Instructions for the task: Reproduce the records below line for line, omitting the pictures.
[start]
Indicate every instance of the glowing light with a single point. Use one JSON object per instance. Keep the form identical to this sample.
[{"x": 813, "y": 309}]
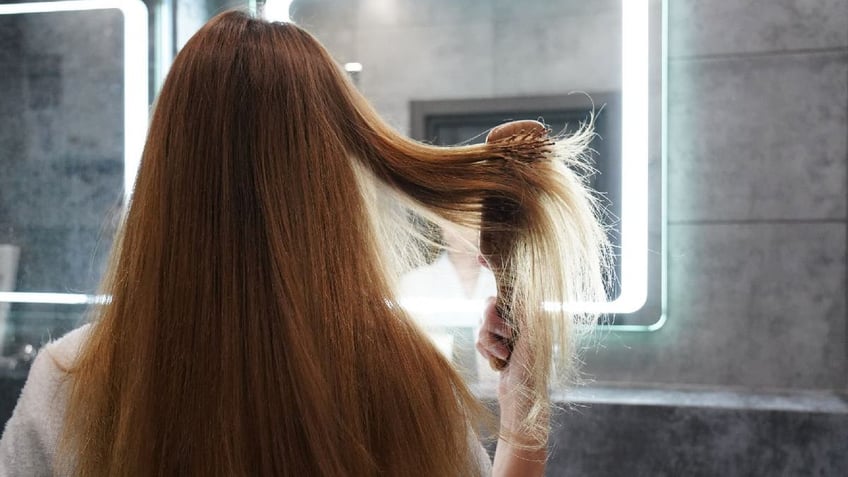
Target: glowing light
[
  {"x": 277, "y": 10},
  {"x": 353, "y": 67},
  {"x": 53, "y": 298}
]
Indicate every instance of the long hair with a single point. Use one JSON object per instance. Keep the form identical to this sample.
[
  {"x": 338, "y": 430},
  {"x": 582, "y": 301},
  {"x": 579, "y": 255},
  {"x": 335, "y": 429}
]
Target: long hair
[{"x": 252, "y": 327}]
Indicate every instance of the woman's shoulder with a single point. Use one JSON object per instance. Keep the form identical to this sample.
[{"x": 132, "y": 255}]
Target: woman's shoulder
[
  {"x": 57, "y": 355},
  {"x": 30, "y": 437}
]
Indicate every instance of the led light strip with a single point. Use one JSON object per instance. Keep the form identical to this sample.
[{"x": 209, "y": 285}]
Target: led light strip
[
  {"x": 634, "y": 161},
  {"x": 135, "y": 106}
]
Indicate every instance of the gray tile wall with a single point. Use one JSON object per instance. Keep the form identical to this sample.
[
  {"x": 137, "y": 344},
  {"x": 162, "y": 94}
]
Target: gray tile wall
[
  {"x": 61, "y": 154},
  {"x": 446, "y": 49},
  {"x": 758, "y": 95},
  {"x": 758, "y": 98}
]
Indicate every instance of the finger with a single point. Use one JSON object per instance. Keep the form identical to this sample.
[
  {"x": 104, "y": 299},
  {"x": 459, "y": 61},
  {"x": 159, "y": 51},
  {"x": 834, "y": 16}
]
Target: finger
[{"x": 513, "y": 128}]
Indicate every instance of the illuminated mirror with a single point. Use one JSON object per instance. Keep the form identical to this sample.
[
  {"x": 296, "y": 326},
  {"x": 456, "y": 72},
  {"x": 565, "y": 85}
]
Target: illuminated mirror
[
  {"x": 445, "y": 71},
  {"x": 73, "y": 115},
  {"x": 75, "y": 96}
]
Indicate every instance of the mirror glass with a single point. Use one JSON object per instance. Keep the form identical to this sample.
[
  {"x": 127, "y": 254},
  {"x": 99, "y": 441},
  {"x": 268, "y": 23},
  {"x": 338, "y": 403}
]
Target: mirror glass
[
  {"x": 75, "y": 95},
  {"x": 446, "y": 71},
  {"x": 72, "y": 119}
]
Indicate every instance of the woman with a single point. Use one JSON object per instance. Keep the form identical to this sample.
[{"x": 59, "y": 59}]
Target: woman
[{"x": 252, "y": 327}]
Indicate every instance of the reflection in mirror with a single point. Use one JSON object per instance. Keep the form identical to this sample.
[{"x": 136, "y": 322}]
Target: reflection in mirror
[{"x": 446, "y": 71}]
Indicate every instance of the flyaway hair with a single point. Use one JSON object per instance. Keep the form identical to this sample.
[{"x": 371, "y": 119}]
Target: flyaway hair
[{"x": 253, "y": 327}]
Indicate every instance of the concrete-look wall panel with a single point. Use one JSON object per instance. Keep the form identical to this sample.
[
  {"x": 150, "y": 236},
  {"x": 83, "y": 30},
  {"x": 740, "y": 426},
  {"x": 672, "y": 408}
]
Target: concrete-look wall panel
[
  {"x": 700, "y": 27},
  {"x": 759, "y": 138},
  {"x": 752, "y": 305}
]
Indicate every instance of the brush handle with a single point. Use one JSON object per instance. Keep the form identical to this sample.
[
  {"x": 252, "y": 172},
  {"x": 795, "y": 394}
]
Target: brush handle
[{"x": 496, "y": 245}]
[end]
Output of the exercise:
Indicate every instance of the glowing light with a single point. Use one JSON object per instance. Keep the form identical to this sample.
[{"x": 813, "y": 309}]
Target: glowing light
[
  {"x": 277, "y": 10},
  {"x": 353, "y": 67},
  {"x": 53, "y": 298}
]
Indicate every instance of the long hair with a single point. Use one JSON object per instance. Keep the form identical to this sample.
[
  {"x": 338, "y": 430},
  {"x": 582, "y": 301},
  {"x": 579, "y": 255},
  {"x": 335, "y": 429}
]
Target: long hair
[{"x": 252, "y": 327}]
Indicate every instance of the woman's shoulder with a single point. Use one JSON object per instance. Keep the form identical to this sample.
[{"x": 132, "y": 255}]
Target: woman's shoulder
[
  {"x": 57, "y": 355},
  {"x": 30, "y": 437}
]
Indicate every instance of the led light strip with a single point. Use one JSON object per instance. Keep the form identical to this sample.
[{"x": 209, "y": 285}]
Target: led light strip
[
  {"x": 634, "y": 161},
  {"x": 135, "y": 106}
]
Indicate every instance of the gray tile wall with a single point. Use one JSON object per instance. Keep the form identical to this sample.
[
  {"x": 137, "y": 344},
  {"x": 162, "y": 94}
]
Target: gray tile wall
[
  {"x": 61, "y": 154},
  {"x": 446, "y": 49},
  {"x": 758, "y": 95},
  {"x": 758, "y": 98}
]
Indicate every instance of the finger with a single point. Use one JSON object per instance. Keep the form identical to this sample.
[
  {"x": 104, "y": 299},
  {"x": 459, "y": 61},
  {"x": 159, "y": 51},
  {"x": 834, "y": 16}
]
Target: finger
[{"x": 513, "y": 128}]
Indicate every instance of the illuminated mirror with a single point. Use one JSON object per instance. Keep the form identical to this sample.
[
  {"x": 296, "y": 326},
  {"x": 456, "y": 72},
  {"x": 565, "y": 85}
]
Target: illuminated mirror
[
  {"x": 445, "y": 71},
  {"x": 73, "y": 115},
  {"x": 75, "y": 96}
]
Indicate every instance of the mirror glass with a single point. Use one JSON object per instance. Keep the form identical to this sample.
[
  {"x": 127, "y": 254},
  {"x": 99, "y": 441},
  {"x": 268, "y": 23},
  {"x": 338, "y": 403}
]
Target: mirror glass
[
  {"x": 75, "y": 95},
  {"x": 446, "y": 71},
  {"x": 72, "y": 119}
]
Indicate every instance of the woman with a single point. Use one JSON object per instance. Keep the form identical to this sample.
[{"x": 59, "y": 59}]
Target: woman
[{"x": 252, "y": 327}]
Indicate every instance of the reflection in mirror with a single point. Use one JSON object per instance. Keep the form identical to this sample.
[{"x": 136, "y": 322}]
Target: reflection in mirror
[{"x": 446, "y": 71}]
Indicate every instance of the flyaway hair with a single point. Use one JSON object per instance. Keep the form identical to this sample.
[{"x": 371, "y": 119}]
Target: flyaway hair
[{"x": 253, "y": 327}]
Indicate every instance of the concrete-look wall panel with a single point. Use one JSON object per instance. Keep the form identical to this sample.
[
  {"x": 150, "y": 236},
  {"x": 83, "y": 30},
  {"x": 740, "y": 426},
  {"x": 672, "y": 408}
]
Target: concrete-look wall panel
[
  {"x": 700, "y": 27},
  {"x": 759, "y": 138},
  {"x": 752, "y": 305}
]
Indicate every instance of the brush handle with a single point. Use one JSON object per instance. Keep the form identical to this sample.
[
  {"x": 252, "y": 172},
  {"x": 795, "y": 394}
]
Target: brush handle
[{"x": 496, "y": 245}]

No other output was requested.